[Work to be completed]
From the listing below, pull out every line that contains the string "hand".

[START OF Data supplied]

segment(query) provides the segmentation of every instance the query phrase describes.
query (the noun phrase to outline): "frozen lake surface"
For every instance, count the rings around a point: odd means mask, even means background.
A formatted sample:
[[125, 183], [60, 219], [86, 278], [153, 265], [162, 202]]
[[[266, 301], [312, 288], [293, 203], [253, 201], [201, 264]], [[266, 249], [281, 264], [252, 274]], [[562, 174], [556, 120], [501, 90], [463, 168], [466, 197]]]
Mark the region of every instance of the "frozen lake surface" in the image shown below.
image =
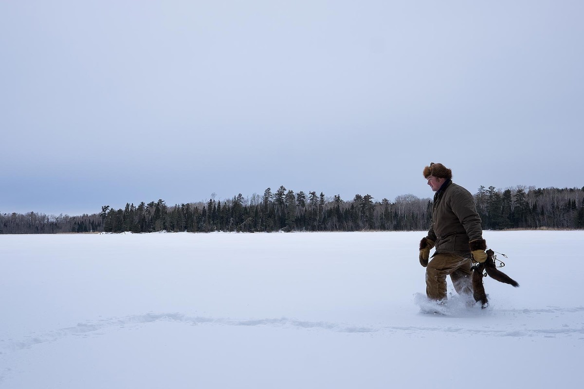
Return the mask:
[[584, 232], [485, 232], [521, 286], [447, 316], [425, 236], [0, 235], [0, 388], [579, 386]]

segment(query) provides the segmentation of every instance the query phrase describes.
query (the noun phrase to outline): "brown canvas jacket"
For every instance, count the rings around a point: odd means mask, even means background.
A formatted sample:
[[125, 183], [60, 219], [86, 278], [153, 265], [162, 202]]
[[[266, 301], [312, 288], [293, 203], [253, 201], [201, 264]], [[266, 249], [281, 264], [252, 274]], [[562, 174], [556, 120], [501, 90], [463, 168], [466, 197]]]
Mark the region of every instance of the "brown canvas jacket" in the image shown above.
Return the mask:
[[482, 239], [481, 217], [470, 192], [450, 181], [437, 193], [432, 206], [428, 239], [436, 243], [436, 253], [470, 255], [468, 242]]

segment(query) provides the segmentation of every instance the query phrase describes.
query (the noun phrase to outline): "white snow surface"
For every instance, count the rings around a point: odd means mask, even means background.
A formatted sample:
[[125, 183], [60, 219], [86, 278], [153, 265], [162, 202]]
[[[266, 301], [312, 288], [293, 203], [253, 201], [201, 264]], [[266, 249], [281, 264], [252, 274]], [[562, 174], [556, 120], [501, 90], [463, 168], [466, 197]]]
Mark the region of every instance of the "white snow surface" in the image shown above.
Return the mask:
[[582, 231], [420, 312], [424, 232], [0, 235], [0, 388], [579, 387]]

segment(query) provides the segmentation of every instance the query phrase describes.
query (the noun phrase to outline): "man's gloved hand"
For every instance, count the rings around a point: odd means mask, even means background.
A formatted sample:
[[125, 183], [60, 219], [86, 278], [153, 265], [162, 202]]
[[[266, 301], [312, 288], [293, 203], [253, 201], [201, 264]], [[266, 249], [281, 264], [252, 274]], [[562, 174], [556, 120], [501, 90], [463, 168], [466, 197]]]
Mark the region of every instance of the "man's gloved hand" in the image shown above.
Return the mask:
[[425, 268], [428, 265], [430, 250], [434, 247], [434, 242], [427, 238], [422, 238], [420, 241], [420, 264]]
[[472, 258], [477, 262], [482, 263], [486, 261], [486, 242], [484, 239], [475, 239], [468, 242]]

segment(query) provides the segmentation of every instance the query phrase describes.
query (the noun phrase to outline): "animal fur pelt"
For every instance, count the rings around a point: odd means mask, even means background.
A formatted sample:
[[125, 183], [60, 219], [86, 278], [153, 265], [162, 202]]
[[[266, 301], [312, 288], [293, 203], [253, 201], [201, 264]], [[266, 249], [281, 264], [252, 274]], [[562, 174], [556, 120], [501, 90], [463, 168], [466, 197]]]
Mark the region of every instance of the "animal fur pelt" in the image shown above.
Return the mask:
[[485, 308], [488, 303], [486, 293], [485, 292], [485, 286], [483, 284], [483, 271], [491, 278], [499, 282], [503, 282], [517, 288], [519, 284], [508, 275], [498, 269], [495, 265], [493, 254], [495, 252], [490, 248], [486, 250], [486, 260], [483, 263], [477, 262], [472, 267], [472, 296], [475, 301], [481, 302], [483, 308]]

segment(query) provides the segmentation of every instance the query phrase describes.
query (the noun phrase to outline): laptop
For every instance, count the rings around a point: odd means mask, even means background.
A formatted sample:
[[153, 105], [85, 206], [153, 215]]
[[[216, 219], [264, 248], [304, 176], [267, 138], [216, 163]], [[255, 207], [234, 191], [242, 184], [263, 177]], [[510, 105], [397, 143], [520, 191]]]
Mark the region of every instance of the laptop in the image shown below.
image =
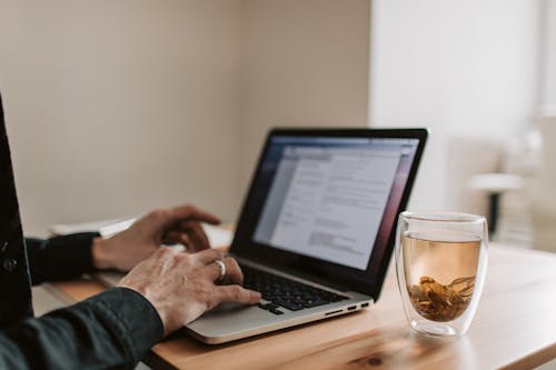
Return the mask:
[[229, 250], [262, 301], [220, 304], [186, 330], [216, 344], [374, 304], [426, 139], [426, 129], [270, 131]]

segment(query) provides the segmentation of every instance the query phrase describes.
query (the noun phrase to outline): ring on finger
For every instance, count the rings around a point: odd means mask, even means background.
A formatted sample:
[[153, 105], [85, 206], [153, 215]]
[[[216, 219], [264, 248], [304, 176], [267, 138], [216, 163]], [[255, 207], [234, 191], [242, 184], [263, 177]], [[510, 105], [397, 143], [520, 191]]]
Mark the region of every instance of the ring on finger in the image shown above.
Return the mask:
[[216, 281], [221, 282], [226, 278], [226, 263], [222, 260], [216, 260], [215, 263], [218, 268], [218, 279]]

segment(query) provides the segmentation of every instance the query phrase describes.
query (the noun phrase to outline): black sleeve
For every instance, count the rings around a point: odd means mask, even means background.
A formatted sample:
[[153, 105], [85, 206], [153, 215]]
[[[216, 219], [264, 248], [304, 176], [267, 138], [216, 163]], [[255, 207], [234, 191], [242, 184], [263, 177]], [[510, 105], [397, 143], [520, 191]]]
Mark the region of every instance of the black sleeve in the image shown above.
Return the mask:
[[50, 239], [26, 238], [32, 284], [92, 272], [91, 246], [98, 236], [83, 232]]
[[132, 369], [162, 336], [147, 299], [112, 288], [0, 331], [0, 369]]

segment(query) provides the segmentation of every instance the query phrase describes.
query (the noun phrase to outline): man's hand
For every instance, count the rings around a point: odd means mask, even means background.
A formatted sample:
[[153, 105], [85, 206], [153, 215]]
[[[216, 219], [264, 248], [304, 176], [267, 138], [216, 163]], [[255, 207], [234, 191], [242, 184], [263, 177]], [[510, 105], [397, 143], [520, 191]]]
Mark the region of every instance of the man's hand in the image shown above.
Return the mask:
[[210, 246], [200, 222], [218, 224], [220, 221], [192, 206], [152, 211], [111, 238], [95, 239], [93, 266], [129, 271], [160, 249], [162, 242], [180, 242], [189, 252], [205, 250]]
[[[224, 261], [226, 277], [236, 284], [215, 284], [220, 278], [216, 260]], [[242, 280], [236, 260], [224, 258], [219, 250], [180, 253], [171, 248], [160, 248], [118, 286], [132, 289], [148, 299], [162, 320], [165, 336], [168, 336], [219, 303], [259, 302], [260, 293], [241, 288]]]

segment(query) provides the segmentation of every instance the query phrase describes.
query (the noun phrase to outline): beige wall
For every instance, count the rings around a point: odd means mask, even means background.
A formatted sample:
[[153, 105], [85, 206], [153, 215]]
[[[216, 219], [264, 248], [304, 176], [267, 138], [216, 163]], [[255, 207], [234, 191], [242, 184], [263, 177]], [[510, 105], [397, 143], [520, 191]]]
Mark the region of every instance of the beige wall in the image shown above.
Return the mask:
[[370, 0], [247, 0], [241, 179], [277, 126], [365, 127]]
[[0, 0], [0, 88], [28, 233], [238, 207], [239, 2]]
[[365, 126], [369, 0], [0, 0], [28, 233], [189, 201], [238, 213], [272, 126]]

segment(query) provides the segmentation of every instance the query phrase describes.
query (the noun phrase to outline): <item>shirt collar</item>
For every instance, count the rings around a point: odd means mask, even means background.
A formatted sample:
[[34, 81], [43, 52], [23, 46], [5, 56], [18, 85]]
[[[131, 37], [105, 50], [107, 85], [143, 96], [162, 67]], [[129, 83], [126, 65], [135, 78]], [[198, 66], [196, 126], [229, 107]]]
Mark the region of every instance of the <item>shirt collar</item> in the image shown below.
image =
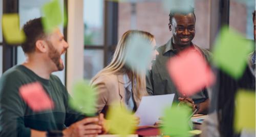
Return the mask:
[[[191, 46], [194, 48], [194, 49], [196, 49], [196, 46], [194, 44], [194, 43], [191, 42]], [[165, 50], [164, 50], [164, 52], [163, 53], [163, 54], [165, 54], [165, 53], [169, 51], [177, 51], [176, 50], [174, 49], [174, 46], [173, 45], [173, 37], [170, 38], [169, 41], [167, 42], [165, 46]]]

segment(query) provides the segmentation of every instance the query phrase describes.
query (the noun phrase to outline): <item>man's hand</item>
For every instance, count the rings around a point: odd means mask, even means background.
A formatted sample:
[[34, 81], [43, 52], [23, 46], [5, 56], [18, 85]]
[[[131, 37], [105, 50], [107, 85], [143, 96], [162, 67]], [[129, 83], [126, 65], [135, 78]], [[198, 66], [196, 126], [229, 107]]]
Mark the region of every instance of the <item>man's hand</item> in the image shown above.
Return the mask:
[[102, 127], [98, 122], [98, 117], [85, 118], [64, 130], [63, 134], [65, 137], [96, 136], [102, 132]]
[[180, 102], [179, 105], [186, 105], [191, 107], [193, 111], [196, 110], [196, 105], [192, 99], [189, 98], [179, 98], [179, 101]]

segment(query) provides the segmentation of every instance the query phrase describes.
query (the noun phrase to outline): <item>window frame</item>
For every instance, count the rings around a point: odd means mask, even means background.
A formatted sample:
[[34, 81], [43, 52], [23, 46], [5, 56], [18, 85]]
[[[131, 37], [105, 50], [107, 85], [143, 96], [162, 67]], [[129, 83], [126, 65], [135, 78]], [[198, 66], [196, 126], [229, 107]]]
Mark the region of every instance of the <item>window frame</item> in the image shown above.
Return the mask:
[[103, 44], [84, 44], [84, 50], [103, 50], [103, 67], [109, 62], [113, 52], [117, 43], [118, 3], [104, 1], [103, 4]]

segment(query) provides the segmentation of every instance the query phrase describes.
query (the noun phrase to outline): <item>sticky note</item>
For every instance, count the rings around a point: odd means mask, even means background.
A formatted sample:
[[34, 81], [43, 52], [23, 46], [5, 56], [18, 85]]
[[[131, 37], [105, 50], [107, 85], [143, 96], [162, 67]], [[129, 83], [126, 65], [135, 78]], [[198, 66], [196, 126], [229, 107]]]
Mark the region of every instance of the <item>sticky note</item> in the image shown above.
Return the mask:
[[191, 48], [171, 58], [167, 69], [179, 92], [192, 95], [210, 86], [215, 77], [199, 50]]
[[53, 0], [46, 4], [42, 8], [44, 17], [42, 24], [44, 30], [51, 33], [63, 22], [63, 14], [59, 0]]
[[96, 93], [87, 81], [76, 82], [72, 91], [73, 98], [69, 99], [71, 107], [87, 115], [93, 116], [96, 112]]
[[162, 6], [164, 11], [173, 12], [189, 13], [195, 7], [194, 0], [162, 0]]
[[64, 16], [63, 16], [64, 21], [63, 23], [63, 26], [64, 26], [64, 27], [66, 27], [68, 25], [68, 12], [67, 11], [67, 8], [66, 8], [66, 7], [64, 7], [63, 11], [64, 11], [64, 14], [63, 15]]
[[22, 86], [19, 94], [24, 101], [34, 111], [52, 109], [53, 101], [38, 82]]
[[153, 53], [151, 41], [141, 34], [133, 34], [125, 46], [125, 63], [132, 70], [144, 74], [150, 65]]
[[213, 62], [233, 78], [239, 78], [246, 66], [247, 55], [253, 50], [253, 46], [241, 34], [224, 27], [215, 44]]
[[255, 131], [255, 90], [239, 90], [235, 102], [235, 130], [239, 132], [245, 128]]
[[128, 0], [105, 0], [105, 1], [106, 1], [108, 2], [119, 3], [119, 2], [127, 2]]
[[24, 32], [19, 29], [17, 14], [4, 14], [2, 17], [3, 34], [9, 44], [22, 43], [26, 40]]
[[163, 117], [162, 133], [170, 136], [187, 135], [190, 130], [188, 119], [190, 111], [191, 109], [185, 106], [167, 107]]
[[116, 102], [110, 107], [106, 119], [109, 120], [110, 132], [112, 134], [126, 136], [135, 132], [137, 123], [135, 116], [124, 106], [120, 106], [120, 102]]
[[189, 133], [194, 134], [194, 135], [198, 135], [202, 133], [202, 131], [199, 130], [191, 130], [188, 132]]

[END OF Data supplied]

[Complete answer]
query (the noun phrase to outline): "man's gloved hand"
Mark the region of every instance of the "man's gloved hand" in the image shown above.
query (the noun phrase to outline): man's hand
Mark the region of every instance of the man's hand in the image shown above.
query (the noun phrase to outline): <item>man's hand</item>
Mark the region of every instance of the <item>man's hand</item> in the image shown above.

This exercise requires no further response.